— begin —

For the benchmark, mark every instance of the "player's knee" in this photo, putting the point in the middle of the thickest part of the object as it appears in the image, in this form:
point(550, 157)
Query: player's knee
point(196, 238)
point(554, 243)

— end —

## INSTRUCTIONS FOR THE TASK
Copy out the whole listing above word for word, keeping every line and character unchanged.

## ANSWER FOR THE TASK
For the benchmark, mark every instance of the "player's knee" in this photo, putting the point in the middle of the thickest part of the object as it appears in the image, in this form:
point(550, 157)
Query: player's knee
point(196, 238)
point(554, 243)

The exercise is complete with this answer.